___ Source document

That was the point I was trying to make, I guess I failed.


----------



## Sunflowers

Who is the breeder?


----------



## ozzymama

I think I would lose a nut if I hired someone to walk my dog and they came posting on a web board LOL.


----------



## Blitzkrieg1

RubyTuesday said:


> How extensive is your experience with the breeder & her dogs that you know so much about the dogs?
> 
> I've seen many assumptions that people are seeking this whenever someone asks about oversized GSD but I've rarely seen people actually looking for such qualities in their GSD. Most people, pet, sport & working people, want a dog with an off button, an ability to settle. Well bred GSD, whether companion, show or sport/work lines should have this quality. They should also be active, athletic & capable of going for hrs when necessary. Although there's an assumption that companion lines are incapable of this I haven't found it to be true. Nor have others I know that have acquired carefully bred companion lines.


I dont think you really know what a good GSD is or supposed to be so further discourse is pointless. In the end people will do what they want to do. I agree that a rescue seems like a good idea, better then supporting a breeder like that.


----------



## Saphire

ozzymama said:


> I think I would lose a nut if I hired someone to walk my dog and they came posting on a web board LOL.


I will come walk your dogs!


----------



## Lobobear44

Blitzkrieg1 said:


> I dont think you really know what a good GSD is or supposed to be so further discourse is pointless. In the end people will do what they want to do. I agree that a rescue seems like a good idea, better then supporting a breeder like that.

______

▶ What you need to do:
In the dog forum thread, why does Blitzkrieg1 say further discussion with RubyTuesday is pointless? Answer in one to three sentences. The material that follows this thread comes from a separate source.

___ Extracted records

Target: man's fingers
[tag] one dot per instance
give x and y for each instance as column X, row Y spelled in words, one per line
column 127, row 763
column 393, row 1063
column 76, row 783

______

▶ Final result:
Blitzkrieg1 says further discussion is pointless because Blitzkrieg1 does not think RubyTuesday really knows what a good GSD is or is supposed to be.